### THE REQUEST
Write the data out again, exactly as given.

***** MATERIAL FOR THE TASK *****

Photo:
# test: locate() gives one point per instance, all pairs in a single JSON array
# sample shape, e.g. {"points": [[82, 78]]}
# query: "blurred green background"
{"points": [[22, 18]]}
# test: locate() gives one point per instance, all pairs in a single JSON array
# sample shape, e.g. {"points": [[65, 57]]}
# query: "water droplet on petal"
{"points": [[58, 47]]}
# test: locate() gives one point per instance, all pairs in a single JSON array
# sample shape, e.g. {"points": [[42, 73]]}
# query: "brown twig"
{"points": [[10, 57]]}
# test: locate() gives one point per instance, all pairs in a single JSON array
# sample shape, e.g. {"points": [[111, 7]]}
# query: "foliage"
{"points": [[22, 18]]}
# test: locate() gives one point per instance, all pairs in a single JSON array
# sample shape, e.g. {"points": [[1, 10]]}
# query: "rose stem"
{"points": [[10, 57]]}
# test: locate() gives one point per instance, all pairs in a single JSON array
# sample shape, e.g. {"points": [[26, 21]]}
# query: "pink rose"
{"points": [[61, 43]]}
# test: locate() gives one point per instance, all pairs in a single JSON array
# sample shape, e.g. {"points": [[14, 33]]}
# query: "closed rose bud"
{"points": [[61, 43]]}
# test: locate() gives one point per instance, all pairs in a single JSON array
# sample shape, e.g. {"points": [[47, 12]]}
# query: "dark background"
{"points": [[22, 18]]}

*****

### RESULT FOR THIS TASK
Photo:
# test: locate() gives one point per instance, all pairs in a single JSON array
# sample shape, e.g. {"points": [[82, 78]]}
# query: "blurred green background"
{"points": [[22, 18]]}
# test: locate() gives one point per instance, all pairs in a single JSON array
# sample shape, e.g. {"points": [[65, 57]]}
# query: "water droplet on petal"
{"points": [[58, 47]]}
# test: locate() gives one point per instance, all pairs in a single JSON array
# sample shape, e.g. {"points": [[42, 73]]}
# query: "brown twig"
{"points": [[10, 57]]}
# test: locate() gives one point per instance, all pairs in a single JSON array
# sample shape, e.g. {"points": [[111, 7]]}
# query: "foliage"
{"points": [[22, 18]]}
# test: locate() gives one point per instance, all pairs in a single JSON array
# sample shape, e.g. {"points": [[1, 10]]}
# query: "rose stem"
{"points": [[10, 57]]}
# test: locate() gives one point per instance, all pairs in a single JSON array
# sample shape, e.g. {"points": [[26, 21]]}
# query: "pink rose"
{"points": [[61, 43]]}
# test: locate() gives one point per instance, all pairs in a single JSON array
# sample shape, e.g. {"points": [[14, 33]]}
# query: "closed rose bud"
{"points": [[61, 43]]}
# test: locate() gives one point per instance, all pairs in a single JSON array
# sample shape, e.g. {"points": [[47, 12]]}
# query: "dark background"
{"points": [[22, 18]]}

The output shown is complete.